## À faire
Remplacez « Tag every instance » par « Mark each instance » dans toutes les lignes ci-dessous, sans rien toucher d'autre, puis recopiez-les sans les images.

==*==

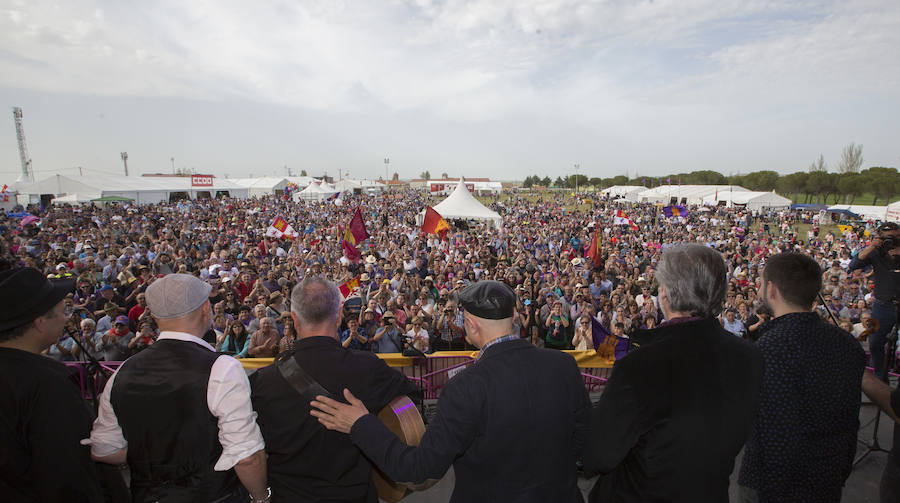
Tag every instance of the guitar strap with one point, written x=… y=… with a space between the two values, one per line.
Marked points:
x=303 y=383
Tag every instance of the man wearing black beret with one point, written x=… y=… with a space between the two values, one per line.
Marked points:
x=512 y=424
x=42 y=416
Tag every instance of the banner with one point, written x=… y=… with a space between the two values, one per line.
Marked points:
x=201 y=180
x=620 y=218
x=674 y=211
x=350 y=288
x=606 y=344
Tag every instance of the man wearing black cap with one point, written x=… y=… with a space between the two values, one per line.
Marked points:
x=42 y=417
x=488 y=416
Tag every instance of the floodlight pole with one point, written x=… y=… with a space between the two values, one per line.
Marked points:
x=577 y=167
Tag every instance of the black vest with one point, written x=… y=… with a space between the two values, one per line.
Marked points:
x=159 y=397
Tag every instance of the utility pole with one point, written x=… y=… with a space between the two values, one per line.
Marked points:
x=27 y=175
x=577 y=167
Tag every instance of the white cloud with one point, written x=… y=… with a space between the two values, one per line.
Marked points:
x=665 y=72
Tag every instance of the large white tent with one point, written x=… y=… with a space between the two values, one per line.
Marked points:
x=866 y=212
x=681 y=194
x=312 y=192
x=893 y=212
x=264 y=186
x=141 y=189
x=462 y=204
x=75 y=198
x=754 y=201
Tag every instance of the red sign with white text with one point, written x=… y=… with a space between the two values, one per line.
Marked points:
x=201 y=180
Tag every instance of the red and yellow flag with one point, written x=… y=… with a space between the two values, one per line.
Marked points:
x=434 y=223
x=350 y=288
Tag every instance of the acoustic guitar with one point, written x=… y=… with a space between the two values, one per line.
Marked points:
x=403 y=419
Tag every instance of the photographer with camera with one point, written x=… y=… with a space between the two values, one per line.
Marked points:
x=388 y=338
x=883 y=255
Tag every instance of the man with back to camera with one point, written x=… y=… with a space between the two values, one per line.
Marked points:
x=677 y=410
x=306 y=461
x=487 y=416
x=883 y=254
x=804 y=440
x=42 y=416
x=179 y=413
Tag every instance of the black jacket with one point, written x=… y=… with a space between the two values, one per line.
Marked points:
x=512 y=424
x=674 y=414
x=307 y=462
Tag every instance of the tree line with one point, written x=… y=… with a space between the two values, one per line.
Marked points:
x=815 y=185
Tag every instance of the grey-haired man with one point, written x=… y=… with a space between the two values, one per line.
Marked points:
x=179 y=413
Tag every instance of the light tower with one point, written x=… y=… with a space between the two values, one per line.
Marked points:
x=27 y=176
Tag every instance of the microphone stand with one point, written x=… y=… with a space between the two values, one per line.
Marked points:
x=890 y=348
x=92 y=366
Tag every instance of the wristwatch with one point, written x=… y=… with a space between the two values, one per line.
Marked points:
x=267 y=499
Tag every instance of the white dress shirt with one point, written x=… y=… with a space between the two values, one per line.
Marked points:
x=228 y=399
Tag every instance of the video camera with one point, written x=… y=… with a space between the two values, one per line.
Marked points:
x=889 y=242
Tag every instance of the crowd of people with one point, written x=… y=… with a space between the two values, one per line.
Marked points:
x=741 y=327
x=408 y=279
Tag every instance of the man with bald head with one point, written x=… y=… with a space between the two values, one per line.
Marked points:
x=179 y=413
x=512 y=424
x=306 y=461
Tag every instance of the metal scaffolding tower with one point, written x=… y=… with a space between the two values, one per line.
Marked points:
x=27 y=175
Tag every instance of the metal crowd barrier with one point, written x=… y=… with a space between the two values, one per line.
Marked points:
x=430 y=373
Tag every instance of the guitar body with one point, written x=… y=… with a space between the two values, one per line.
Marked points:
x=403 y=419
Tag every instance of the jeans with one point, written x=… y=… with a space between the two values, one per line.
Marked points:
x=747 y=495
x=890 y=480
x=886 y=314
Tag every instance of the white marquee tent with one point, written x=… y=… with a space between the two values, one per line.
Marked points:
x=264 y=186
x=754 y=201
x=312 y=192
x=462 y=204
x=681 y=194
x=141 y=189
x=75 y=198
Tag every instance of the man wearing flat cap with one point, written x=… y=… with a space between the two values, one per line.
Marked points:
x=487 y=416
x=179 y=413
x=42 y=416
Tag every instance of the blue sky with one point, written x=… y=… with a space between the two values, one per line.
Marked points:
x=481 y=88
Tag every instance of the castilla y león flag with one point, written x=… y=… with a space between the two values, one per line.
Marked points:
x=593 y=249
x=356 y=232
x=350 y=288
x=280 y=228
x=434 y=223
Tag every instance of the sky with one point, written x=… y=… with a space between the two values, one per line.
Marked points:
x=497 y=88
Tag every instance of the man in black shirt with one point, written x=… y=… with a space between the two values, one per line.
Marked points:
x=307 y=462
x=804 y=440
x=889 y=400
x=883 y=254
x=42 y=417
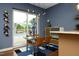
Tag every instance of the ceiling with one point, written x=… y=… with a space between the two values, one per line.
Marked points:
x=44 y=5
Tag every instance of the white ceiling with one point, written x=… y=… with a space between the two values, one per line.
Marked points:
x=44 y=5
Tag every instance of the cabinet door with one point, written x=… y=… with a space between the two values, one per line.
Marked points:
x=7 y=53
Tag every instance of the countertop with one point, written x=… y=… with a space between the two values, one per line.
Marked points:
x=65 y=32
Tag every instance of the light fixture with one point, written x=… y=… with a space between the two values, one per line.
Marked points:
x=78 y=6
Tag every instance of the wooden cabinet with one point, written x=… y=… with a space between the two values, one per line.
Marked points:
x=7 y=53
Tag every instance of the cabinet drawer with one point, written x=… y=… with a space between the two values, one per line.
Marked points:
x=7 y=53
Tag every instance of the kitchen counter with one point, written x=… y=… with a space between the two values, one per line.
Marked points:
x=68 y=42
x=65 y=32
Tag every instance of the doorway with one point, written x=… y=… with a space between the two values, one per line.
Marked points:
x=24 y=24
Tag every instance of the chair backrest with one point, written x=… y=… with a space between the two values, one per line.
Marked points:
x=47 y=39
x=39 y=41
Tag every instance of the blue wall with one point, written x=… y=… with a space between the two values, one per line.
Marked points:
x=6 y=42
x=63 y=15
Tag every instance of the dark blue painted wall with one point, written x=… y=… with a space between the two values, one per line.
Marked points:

==*==

## Réponse ci-dessous
Mark each instance of the guitar strap with one point, written x=… y=… with a space between the two values, one per line.
Marked points:
x=303 y=383
Mark each instance of the man wearing black beret with one point, written x=… y=… with a space between the two values, one per line.
Marked points:
x=512 y=424
x=42 y=416
Mark each instance of the banner with one point, written x=… y=… with a space between the two values, one per line.
Marked points:
x=201 y=180
x=620 y=218
x=674 y=211
x=350 y=288
x=606 y=344
Mark each instance of the man wearing black cap with one point, written x=… y=… with a space between the two values, one per line.
Marked points:
x=42 y=417
x=488 y=416
Mark each instance of the floodlight pole with one point, written x=… y=… with a space between the two values, one per line.
Marked points:
x=577 y=167
Mark each instance of the black vest with one point, written x=… y=… with a space between the two values, one per line.
Marked points:
x=159 y=397
Mark each instance of the utility pole with one point, written x=… y=… with a space between the two values, one per line.
Marked points:
x=27 y=175
x=577 y=167
Mark each instance of the white cloud with one point, written x=… y=… with a space between the two values, one per line.
Marked points:
x=665 y=72
Mark each instance of the large white tent with one point, written x=… y=… with a space between the two values, one per line.
Marked points:
x=866 y=212
x=681 y=194
x=312 y=192
x=893 y=212
x=264 y=186
x=141 y=189
x=462 y=204
x=75 y=198
x=754 y=201
Mark each instance of the red sign with white text with one point, written x=… y=… with a space between the two values, one per line.
Marked points:
x=201 y=180
Mark each instance of the red and yellow flag with one point, written x=… y=… with a space between the two values, one per line.
Marked points:
x=434 y=223
x=350 y=288
Mark each instance of the acoustic guitar with one point, written x=… y=… with a space between the two values, one per line.
Marked points:
x=403 y=419
Mark each instance of the photographer with camera with one point, written x=… y=… with a space between the two values, one per line.
Marked points:
x=388 y=338
x=883 y=255
Mark each instance of the man with back to camera with one point, written x=… y=… with a space between the two values, one per line.
Marked points:
x=677 y=410
x=306 y=461
x=487 y=416
x=883 y=254
x=804 y=440
x=42 y=416
x=179 y=413
Mark each instance of the black jacket with one point, written x=… y=… with a space between the two values, one per line.
Marked points:
x=512 y=424
x=674 y=414
x=307 y=462
Mark each instance of the tree line with one point, written x=… y=… with a space between the two values, one per line.
Marked points:
x=815 y=185
Mark each instance of the grey-haired man with one point, written x=… y=… with a space between the two values, one per line.
Marked points:
x=179 y=413
Mark each instance of the light tower with one point, written x=… y=… with a space between the two values, one per line.
Marked points:
x=27 y=176
Mark each instance of the microphone stand with one point, written x=… y=… with a space between the two values, one per line.
Marked points:
x=890 y=348
x=92 y=366
Mark each instance of the wristwatch with one point, written x=… y=… with a space between the two values, one per line.
Marked points:
x=267 y=499
Mark each instance of the white dress shirt with one point, written x=… y=… with a space between the two values, one per line.
Marked points:
x=228 y=399
Mark each instance of the video camera with one point, written x=… y=… with a space between the two values, one per line.
Marked points:
x=889 y=242
Mark each instance of the crowd of people with one point, written x=… y=… with a space between the two values, one per line.
Marked points:
x=741 y=327
x=408 y=279
Mark each instance of the man with bald head with one point, written x=… y=… with a space between the two values, one per line.
Marked points:
x=179 y=413
x=512 y=424
x=306 y=461
Mark each instance of the metal scaffolding tower with one point, written x=… y=… with a space between the two values, one per line.
Marked points:
x=27 y=175
Mark each instance of the metal crowd barrier with one point, written x=… y=… with a space between the two values, one per line.
Marked points:
x=430 y=373
Mark each instance of the guitar body with one point, written x=… y=… with a space between the two values, one per line.
Marked points:
x=403 y=419
Mark each instance of the jeans with one point, written x=… y=… with a space between the two values, one per line.
Marked points:
x=747 y=495
x=890 y=480
x=886 y=314
Mark each instance of the white marquee tent with one point, written x=… y=… with a space between the two values, one per line.
Marked points:
x=264 y=186
x=754 y=201
x=312 y=192
x=462 y=204
x=681 y=194
x=141 y=189
x=75 y=198
Mark each instance of the man wearing flat cap with one point, written x=… y=… with a space between the two values, one per line.
Marked points:
x=487 y=416
x=179 y=413
x=42 y=416
Mark each instance of the blue sky with one point, written x=… y=… with a space between the two values, one per line.
Marked points:
x=481 y=88
Mark each instance of the castilla y león flag with one point, written x=… y=… with a space between the two values, one per line.
Marked points:
x=593 y=249
x=356 y=232
x=350 y=288
x=280 y=228
x=434 y=223
Mark each instance of the sky with one point, written x=… y=… with a space between the two values, one per line.
Marked points:
x=497 y=88
Mark each instance of the man in black shirt with one point, written x=… y=… with a space between the two values, one per line.
Marked points:
x=307 y=462
x=804 y=440
x=889 y=400
x=883 y=254
x=42 y=417
Mark each instance of the ceiling with one point, written x=… y=… with a space between the two values, one per line.
Marked points:
x=44 y=5
Mark each instance of the white ceiling with one point, written x=… y=… with a space between the two values, one per line.
Marked points:
x=44 y=5
Mark each instance of the cabinet door with one point, written x=… y=… with a space between the two values, one per line.
Marked points:
x=7 y=53
Mark each instance of the countertop with one point, written x=… y=… with a space between the two values, one per line.
Marked points:
x=65 y=32
Mark each instance of the light fixture with one point, written x=… y=… with a space between the two values, one per line.
Marked points:
x=78 y=6
Mark each instance of the wooden cabinet with one point, written x=… y=… with a space between the two values, one per line.
Marked points:
x=7 y=53
Mark each instance of the cabinet drawer with one point, written x=… y=… with a space between the two values, one per line.
Marked points:
x=7 y=53
Mark each instance of the kitchen counter with one point, written x=… y=… with a space between the two values, one per line.
Marked points:
x=68 y=42
x=65 y=32
Mark each instance of the doorway with one point, written x=… y=… with a space between the two values, one per line.
Marked points:
x=24 y=24
Mark each instance of the chair backrest with one point, written x=… y=… with a space between the two values, one per line.
Marked points:
x=47 y=39
x=39 y=41
Mark each instance of the blue wall with one point, written x=… y=… with a space between the two values, one per line.
Marked points:
x=6 y=42
x=63 y=15
Mark each instance of the dark blue painted wall with one point, written x=… y=… with a space between the two values, one per line.
Marked points:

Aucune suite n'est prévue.